Re: [RFC PATCH 3/5] mm/vma: add support for peer to peer to device vma

From: Jason Gunthorpe
Date: Wed Jan 30 2019 - 12:44:37 EST


On Wed, Jan 30, 2019 at 09:02:08AM +0100, Christoph Hellwig wrote:
> On Tue, Jan 29, 2019 at 08:58:35PM +0000, Jason Gunthorpe wrote:
> > On Tue, Jan 29, 2019 at 01:39:49PM -0700, Logan Gunthorpe wrote:
> >
> > > implement the mapping. And I don't think we should have 'special' vma's
> > > for this (though we may need something to ensure we don't get mapping
> > > requests mixed with different types of pages...).
> >
> > I think Jerome explained the point here is to have a 'special vma'
> > rather than a 'special struct page' as, really, we don't need a
> > struct page at all to make this work.
> >
> > If I recall your earlier attempts at adding struct page for BAR
> > memory, it ran aground on issues related to O_DIRECT/sgls, etc, etc.

◆ Data:
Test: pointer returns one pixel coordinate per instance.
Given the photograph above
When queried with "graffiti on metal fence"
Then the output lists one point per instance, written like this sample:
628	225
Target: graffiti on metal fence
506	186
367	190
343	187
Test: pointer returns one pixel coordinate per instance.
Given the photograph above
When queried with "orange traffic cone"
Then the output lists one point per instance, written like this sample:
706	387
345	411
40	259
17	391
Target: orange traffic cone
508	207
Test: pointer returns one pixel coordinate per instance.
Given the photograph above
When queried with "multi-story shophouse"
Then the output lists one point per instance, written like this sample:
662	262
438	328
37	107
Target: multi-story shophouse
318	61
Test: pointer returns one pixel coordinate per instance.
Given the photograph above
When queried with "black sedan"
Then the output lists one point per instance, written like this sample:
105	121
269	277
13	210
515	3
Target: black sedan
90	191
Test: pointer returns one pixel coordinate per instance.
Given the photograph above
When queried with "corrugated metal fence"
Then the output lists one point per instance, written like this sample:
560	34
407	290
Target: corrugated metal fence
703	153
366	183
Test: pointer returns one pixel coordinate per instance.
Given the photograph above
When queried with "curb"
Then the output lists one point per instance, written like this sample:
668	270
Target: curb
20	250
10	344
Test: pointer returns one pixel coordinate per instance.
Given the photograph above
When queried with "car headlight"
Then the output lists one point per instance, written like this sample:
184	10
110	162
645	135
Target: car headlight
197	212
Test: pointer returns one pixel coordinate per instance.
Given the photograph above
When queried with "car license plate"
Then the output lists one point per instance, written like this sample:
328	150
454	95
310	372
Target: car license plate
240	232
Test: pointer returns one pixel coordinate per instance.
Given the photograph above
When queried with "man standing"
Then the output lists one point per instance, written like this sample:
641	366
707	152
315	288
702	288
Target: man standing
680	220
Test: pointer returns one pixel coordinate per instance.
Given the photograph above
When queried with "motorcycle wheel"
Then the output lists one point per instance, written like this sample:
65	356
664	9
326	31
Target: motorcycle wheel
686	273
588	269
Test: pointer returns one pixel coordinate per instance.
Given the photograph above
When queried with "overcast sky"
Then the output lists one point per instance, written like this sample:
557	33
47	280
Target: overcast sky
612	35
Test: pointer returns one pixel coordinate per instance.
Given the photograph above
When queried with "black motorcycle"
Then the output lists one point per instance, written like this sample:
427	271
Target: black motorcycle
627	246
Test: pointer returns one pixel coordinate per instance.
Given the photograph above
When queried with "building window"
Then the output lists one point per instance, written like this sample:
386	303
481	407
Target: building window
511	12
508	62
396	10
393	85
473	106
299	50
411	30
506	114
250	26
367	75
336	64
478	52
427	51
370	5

◆ Work to complete:
1. According to the kernel patch discussion, why is a 'special vma' preferred over a 'special struct page'? Answer in one to three sentences.
2. Quote the kernel patch discussion, starting with "On Wed, Jan" and going on through "types of pages...).".
3. Carry the kernel patch discussion forward from the point at which it stops.

◆ Answers to the tasks:
1. A special vma is preferred because a struct page is not actually needed at all to make this work.

2.
On Wed, Jan 30, 2019 at 09:02:08AM +0100, Christoph Hellwig wrote:
> On Tue, Jan 29, 2019 at 08:58:35PM +0000, Jason Gunthorpe wrote:
> > On Tue, Jan 29, 2019 at 01:39:49PM -0700, Logan Gunthorpe wrote:
> >
> > > implement the mapping. And I don't think we should have 'special' vma's
> > > for this (though we may need something to ensure we don't get mapping
> > > requests mixed with different types of pages...).

3.
>
> Struct page is what makes O_DIRECT work, using sgls or biovecs, etc on
> it work. Without struct page none of the above can work at all. That
> is why we use struct page for backing BARs in the existing P2P code.
> Not that I'm a particular fan of creating struct page for this device
> memory, but without major invasive surgery to large parts of the kernel
> it is the only way to make it work.

I don't think anyone is interested in O_DIRECT/etc for RDMA doorbell
pages.

.. and again, I recall Logan already attempted to mix non-CPU memory
into sgls and it was a disaster. You pointed out that one cannot just
put iomem addressed into a SGL without auditing basically the entire
block stack to prove that nothing uses iomem without an iomem
accessor.

I recall that proposal veered into a direction where the block layer
would just fail very early if there was iomem in the sgl, so generally
no O_DIRECT support anyhow.

We already accepted the P2P stuff from Logan as essentially a giant
special case - it only works with RDMA and only because RDMA MR was
hacked up with a special p2p callback.

I don't see why a special case with a VMA is really that different.

If someone figures out the struct page path down the road it can
obviously be harmonized with this VMA approach pretty easily.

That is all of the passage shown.